_TEXT EXTRACT_

=====

# Dropper Post anodizing concerns?



## GlazedHam (Jan 14, 2004)

Droppers are expensive so should I not run one if I have a seat bag that straps around the anodized tubing? Will it wear the anodizing off?


----------



## albeant (Feb 24, 2004)

Wolftooth Valais might help, but yes, you can expect wear to the post wherever the seat bag contacts it.


----------



## lentamentalisk (Jul 21, 2015)

It isn't the anodizing wearing off that you need to be concerned about. That stanchion is a very precise piece of machining that needs to stay clean and unscratched. When you stick a seat bag strap around it you are inviting dust and grit to get between the strap and the post and scratch big grooves into it. I really really wouldn't do it if I were you.

Like Albeant said, the Valais, if set up on a clean dropper, should give you a surface to which you can strap, without damaging your dropper.


----------



## fredcook (Apr 2, 2009)

How big is the seat bag? Ortlieb makes a, albeit small, saddle bag (dry bag, actually) that doesn't rely on a strap around the seat post. The "Micro Two". Their "Saddle-Bag Two" is a little larger, but does have a seat post strap. But it looks like it sits pretty high on the post, and may stay clear of where you max out your dropper. Might be an option as well, unless you need a larger seat pack.


----------



## evdog (Mar 18, 2007)

I used to wrap a clean rag around the dropper and then strap the seat bag over top that. It worked since I didn't have enough clearance to use the dropper anyways. But my preference was generally to put a rigid post back on the bike, which also saved some weight.


----------



## PornstarRyan (Mar 22, 2018)

=====

_GIVEN DATA_

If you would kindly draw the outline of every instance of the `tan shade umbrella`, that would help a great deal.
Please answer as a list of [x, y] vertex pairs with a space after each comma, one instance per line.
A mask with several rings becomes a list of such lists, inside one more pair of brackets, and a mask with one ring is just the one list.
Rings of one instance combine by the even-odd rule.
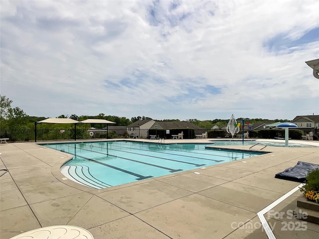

=====

_EXERCISE SET_
• a. From the dropper post thread, write out the passage between "## lentamentalisk (Jul" and "damaging your dropper.", inclusive.
• b. According to the dropper post thread, why is strapping a seat bag directly around the dropper stanchion a concern beyond wear to the anodizing? Answer in one to three sentences.
• c. In the dropper post thread, which Ortlieb saddle bag is described as not relying on a strap around the seat post?

_RESULTS FOR THE EXERCISE_
• a.
## lentamentalisk (Jul 21, 2015)

It isn't the anodizing wearing off that you need to be concerned about. That stanchion is a very precise piece of machining that needs to stay clean and unscratched. When you stick a seat bag strap around it you are inviting dust and grit to get between the strap and the post and scratch big grooves into it. I really really wouldn't do it if I were you.

Like Albeant said, the Valais, if set up on a clean dropper, should give you a surface to which you can strap, without damaging your dropper.

• b. The stanchion is a very precisely machined part that needs to stay clean and unscratched. A strap wrapped around it lets dust and grit get between the strap and the post, and that grit can scratch big grooves into it.

• c. The Ortlieb "Micro Two."